## SUPPLIED PASSAGE
Many of us believe that the Iranian people are ultimately friendly to the State of Israel and to the Jewish people. We even followed the doctrines of Shia Islam. We have had very positive relations with Shia, for example, in southern Lebanon. So I don’t think that we want to paint all Shiites with the same paintbrush as hostile to us. This comes from Ayatollah Khamenei and his various doctrines which influenced an elite, which includes the Islamic Revolutionary Guard Corps, the IRGC. It presents a challenge to our security, it presents a challenge to the security of Bahrain, of the UAE, of Saudi Arabia and many other countries.

Let them clarify what their doctrine is. If their doctrine is hostile to us, at least we know what we’re dealing with.

(Records from a dataset)
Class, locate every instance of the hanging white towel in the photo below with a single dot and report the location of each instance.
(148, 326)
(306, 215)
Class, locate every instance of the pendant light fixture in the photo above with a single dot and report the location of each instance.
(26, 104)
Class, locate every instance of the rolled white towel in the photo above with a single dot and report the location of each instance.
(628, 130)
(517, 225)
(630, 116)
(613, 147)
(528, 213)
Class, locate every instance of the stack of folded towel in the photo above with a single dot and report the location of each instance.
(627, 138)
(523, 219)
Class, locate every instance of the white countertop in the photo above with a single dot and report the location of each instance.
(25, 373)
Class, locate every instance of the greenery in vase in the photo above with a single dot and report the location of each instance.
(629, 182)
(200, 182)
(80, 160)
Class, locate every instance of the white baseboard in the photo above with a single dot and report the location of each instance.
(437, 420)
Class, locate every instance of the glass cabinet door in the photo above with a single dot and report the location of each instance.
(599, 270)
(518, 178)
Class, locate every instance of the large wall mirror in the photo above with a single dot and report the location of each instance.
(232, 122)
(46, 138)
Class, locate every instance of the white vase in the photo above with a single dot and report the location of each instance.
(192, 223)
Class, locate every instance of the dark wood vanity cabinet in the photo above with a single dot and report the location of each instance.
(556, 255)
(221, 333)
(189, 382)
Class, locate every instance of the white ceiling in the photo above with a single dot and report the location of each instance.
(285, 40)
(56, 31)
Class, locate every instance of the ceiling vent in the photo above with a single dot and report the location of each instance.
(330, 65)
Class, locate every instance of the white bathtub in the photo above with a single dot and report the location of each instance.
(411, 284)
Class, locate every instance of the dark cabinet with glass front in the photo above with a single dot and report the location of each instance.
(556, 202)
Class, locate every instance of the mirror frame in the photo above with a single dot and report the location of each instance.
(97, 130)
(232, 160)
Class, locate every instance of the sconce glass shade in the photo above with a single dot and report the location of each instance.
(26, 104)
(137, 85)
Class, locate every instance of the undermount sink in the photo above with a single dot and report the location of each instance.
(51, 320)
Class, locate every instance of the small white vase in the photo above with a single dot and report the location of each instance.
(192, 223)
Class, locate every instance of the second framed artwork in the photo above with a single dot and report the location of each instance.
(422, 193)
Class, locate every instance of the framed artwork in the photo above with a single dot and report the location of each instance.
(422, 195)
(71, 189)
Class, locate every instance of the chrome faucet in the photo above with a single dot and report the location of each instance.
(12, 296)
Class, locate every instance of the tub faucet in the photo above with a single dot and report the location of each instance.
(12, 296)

## ACTIVITY A
Quote the passage about Iran, starting with "Many of us believe" and going on through "we’re dealing with.".
## ACTIVITY B
Answer these questions using the passage about Iran:
(i) Where does it say there have been very positive relations with Shia?
(ii) What group is named as part of the elite influenced by Ayatollah Khamenei's doctrines?
(iii) Which countries are named as facing a challenge to their security?

## WRITTEN REPLY A
Many of us believe that the Iranian people are ultimately friendly to the State of Israel and to the Jewish people. We even followed the doctrines of Shia Islam. We have had very positive relations with Shia, for example, in southern Lebanon. So I don’t think that we want to paint all Shiites with the same paintbrush as hostile to us. This comes from Ayatollah Khamenei and his various doctrines which influenced an elite, which includes the Islamic Revolutionary Guard Corps, the IRGC. It presents a challenge to our security, it presents a challenge to the security of Bahrain, of the UAE, of Saudi Arabia and many other countries.

Let them clarify what their doctrine is. If their doctrine is hostile to us, at least we know what we’re dealing with.

## WRITTEN REPLY B
(i) In southern Lebanon.
(ii) The Islamic Revolutionary Guard Corps (the IRGC).
(iii) Bahrain, the UAE, and Saudi Arabia, along with "many other countries."